| Excerpt provided |

■ ■ ■ ■ ■

I learned JavaScript (and C) after learning Lua, so I can try to explain the colon syntax by comparison with JavaScript. In JavaScript, a.method() is a method call and passes an implicit this, equal to a, to the method. In Lua, a:method() is the closest equivalent; it passes a as the first argument to the method. a.method() would call the method with no arguments. The functions in the string library are available when a string value is indexed (via the __index field in the metatable for strings), so if text is a string, text.gsub gives a function equal to string.gsub, and text:gsub(pattern, replacement) is equivalent to string.gsub(text, pattern, replacement), and is analogous to text.replace(regex, replacement) in JavaScript. text.gsub(a, b) would fail to pass text as the first argument to the function, so is equivalent to string.gsub(a, b): a is the string, and b is the Lua pattern. (Lua will throw a runtime error because the replacement value is required: "string/function/table expected".) In JavaScript, it would be sort of similar to do { const replace = text.replace; replace.call(a, b); }.

■ ■ ■ ■ ■

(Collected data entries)
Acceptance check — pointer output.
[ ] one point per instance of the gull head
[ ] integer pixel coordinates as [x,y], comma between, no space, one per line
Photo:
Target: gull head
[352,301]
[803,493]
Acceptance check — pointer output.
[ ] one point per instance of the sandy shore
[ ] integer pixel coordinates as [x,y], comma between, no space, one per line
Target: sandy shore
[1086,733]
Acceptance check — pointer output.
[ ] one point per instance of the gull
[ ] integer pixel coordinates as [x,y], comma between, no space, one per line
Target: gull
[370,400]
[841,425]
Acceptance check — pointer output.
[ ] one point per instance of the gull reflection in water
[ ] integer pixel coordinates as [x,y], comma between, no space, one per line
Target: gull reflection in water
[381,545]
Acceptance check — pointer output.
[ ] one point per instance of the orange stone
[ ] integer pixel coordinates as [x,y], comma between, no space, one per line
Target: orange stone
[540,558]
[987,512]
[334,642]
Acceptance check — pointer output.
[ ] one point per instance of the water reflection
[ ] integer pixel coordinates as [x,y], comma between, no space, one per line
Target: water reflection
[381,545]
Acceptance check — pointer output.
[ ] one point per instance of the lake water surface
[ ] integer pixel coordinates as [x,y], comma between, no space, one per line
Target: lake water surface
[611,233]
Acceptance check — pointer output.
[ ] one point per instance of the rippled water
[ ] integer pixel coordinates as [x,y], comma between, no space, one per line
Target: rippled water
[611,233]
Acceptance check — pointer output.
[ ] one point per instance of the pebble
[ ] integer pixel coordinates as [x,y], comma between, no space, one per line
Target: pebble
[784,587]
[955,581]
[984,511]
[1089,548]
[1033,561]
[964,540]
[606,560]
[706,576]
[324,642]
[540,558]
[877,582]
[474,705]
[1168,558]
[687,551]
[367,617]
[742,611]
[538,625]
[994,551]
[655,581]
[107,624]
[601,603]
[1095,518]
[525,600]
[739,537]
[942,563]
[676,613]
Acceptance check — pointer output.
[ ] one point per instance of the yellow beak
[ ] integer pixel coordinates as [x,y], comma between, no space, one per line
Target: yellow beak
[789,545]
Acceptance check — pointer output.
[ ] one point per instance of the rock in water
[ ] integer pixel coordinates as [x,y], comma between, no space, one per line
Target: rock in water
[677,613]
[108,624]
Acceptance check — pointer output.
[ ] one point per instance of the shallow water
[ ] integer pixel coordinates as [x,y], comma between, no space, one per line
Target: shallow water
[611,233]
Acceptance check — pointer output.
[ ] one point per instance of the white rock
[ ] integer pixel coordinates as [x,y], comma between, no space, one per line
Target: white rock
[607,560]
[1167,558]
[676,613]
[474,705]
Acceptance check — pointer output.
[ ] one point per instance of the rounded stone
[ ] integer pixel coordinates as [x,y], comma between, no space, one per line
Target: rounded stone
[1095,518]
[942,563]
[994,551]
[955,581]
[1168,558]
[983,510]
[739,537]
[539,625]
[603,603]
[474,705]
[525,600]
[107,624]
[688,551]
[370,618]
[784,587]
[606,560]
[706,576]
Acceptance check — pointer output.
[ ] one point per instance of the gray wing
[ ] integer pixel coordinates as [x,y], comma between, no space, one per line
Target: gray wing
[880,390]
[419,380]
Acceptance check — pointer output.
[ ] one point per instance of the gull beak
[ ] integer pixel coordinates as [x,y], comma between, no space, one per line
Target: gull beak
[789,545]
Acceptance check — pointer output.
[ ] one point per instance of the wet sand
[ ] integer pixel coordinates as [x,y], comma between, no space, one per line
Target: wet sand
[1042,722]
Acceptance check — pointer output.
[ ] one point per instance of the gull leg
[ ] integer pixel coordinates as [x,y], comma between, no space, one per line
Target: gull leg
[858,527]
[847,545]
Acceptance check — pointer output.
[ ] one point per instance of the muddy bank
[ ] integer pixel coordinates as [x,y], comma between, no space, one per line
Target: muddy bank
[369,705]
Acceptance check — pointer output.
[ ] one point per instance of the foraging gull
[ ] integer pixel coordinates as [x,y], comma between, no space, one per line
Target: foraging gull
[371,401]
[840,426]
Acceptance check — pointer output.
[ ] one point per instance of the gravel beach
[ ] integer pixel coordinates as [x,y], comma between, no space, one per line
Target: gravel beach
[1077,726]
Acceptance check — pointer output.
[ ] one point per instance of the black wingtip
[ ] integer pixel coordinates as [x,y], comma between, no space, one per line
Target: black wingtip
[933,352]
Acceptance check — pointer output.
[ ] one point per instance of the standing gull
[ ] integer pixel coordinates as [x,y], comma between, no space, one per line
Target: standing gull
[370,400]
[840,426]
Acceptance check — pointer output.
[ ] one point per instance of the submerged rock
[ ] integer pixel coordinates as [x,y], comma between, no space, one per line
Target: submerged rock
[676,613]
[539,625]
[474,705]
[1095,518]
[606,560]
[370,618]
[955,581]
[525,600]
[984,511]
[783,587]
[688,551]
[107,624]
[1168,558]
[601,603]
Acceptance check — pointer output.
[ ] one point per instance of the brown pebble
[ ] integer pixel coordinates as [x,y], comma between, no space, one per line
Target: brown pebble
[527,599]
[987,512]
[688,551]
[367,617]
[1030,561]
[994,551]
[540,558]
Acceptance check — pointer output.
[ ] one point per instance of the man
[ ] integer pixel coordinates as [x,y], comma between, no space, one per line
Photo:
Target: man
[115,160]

■ ■ ■ ■ ■

| What you will do |
1. In the explanation of Lua's colon syntax, what error message does Lua throw when the replacement value is missing?
2. Please tally the lines in the entries that contain the string "head", counting only matches with the same case, and give only the number.

| Results for each task |
1. "string/function/table expected"

2. 2